__Task statement__
The pictures stay out; everything else in the entries below must be returned exactly.

__Data to use__

-- Opening Marker --

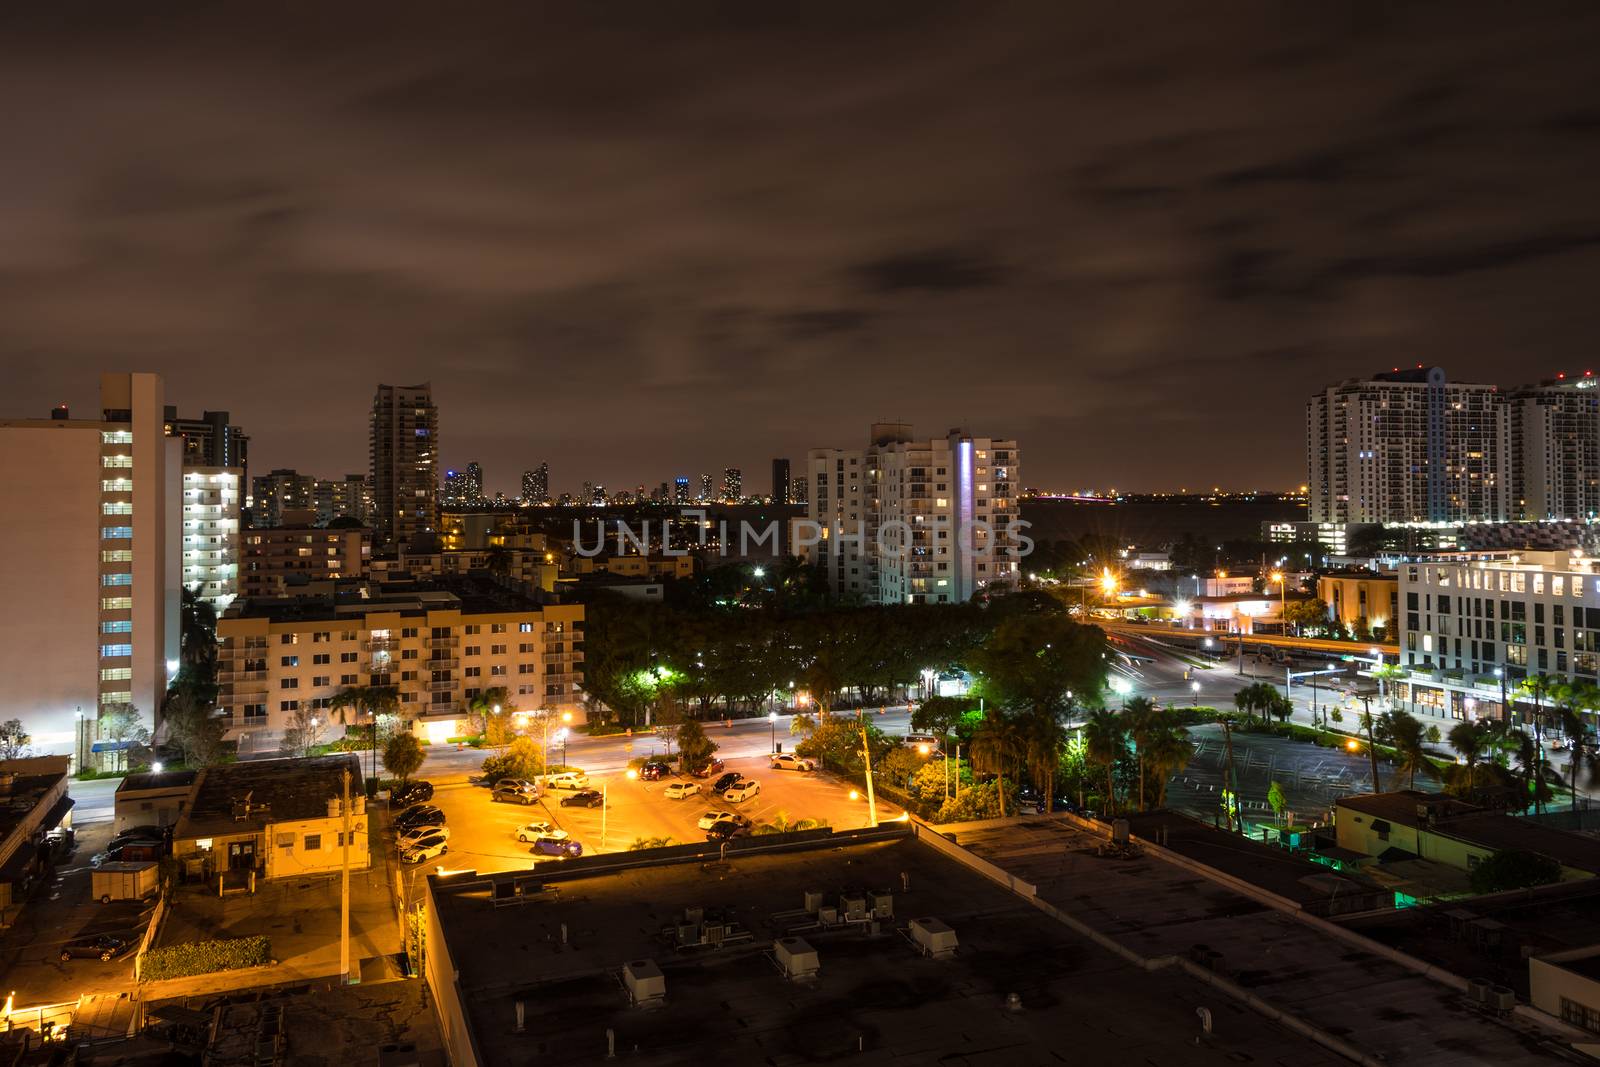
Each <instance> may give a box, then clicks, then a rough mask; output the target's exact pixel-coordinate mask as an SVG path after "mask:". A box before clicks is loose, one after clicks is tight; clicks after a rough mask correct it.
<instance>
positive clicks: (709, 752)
mask: <svg viewBox="0 0 1600 1067" xmlns="http://www.w3.org/2000/svg"><path fill="white" fill-rule="evenodd" d="M677 739H678V766H682V768H685V769H690V771H693V769H694V768H698V766H702V765H706V763H710V757H712V755H714V753H715V752H717V742H715V741H712V739H710V737H707V736H706V728H704V726H701V725H699V720H696V718H685V720H683V721H682V723H678V729H677Z"/></svg>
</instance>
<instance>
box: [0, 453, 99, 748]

-- Closing Marker --

__Output of the exercise__
Each <instance> may give a box, then clicks, then a rough mask; output the target's exact pixel-coordinate mask as an SVG path after "mask:". A box before clicks is loose, one after clicks is tight; clicks after a rough mask correct it.
<instance>
positive clicks: (709, 752)
mask: <svg viewBox="0 0 1600 1067" xmlns="http://www.w3.org/2000/svg"><path fill="white" fill-rule="evenodd" d="M677 739H678V766H682V768H685V769H690V771H693V769H694V768H698V766H702V765H706V763H710V757H712V755H714V753H715V752H717V742H715V741H712V739H710V737H707V736H706V728H704V726H701V725H699V720H696V718H685V720H683V721H682V723H678V729H677Z"/></svg>
</instance>
<instance>
box: [0, 453, 99, 748]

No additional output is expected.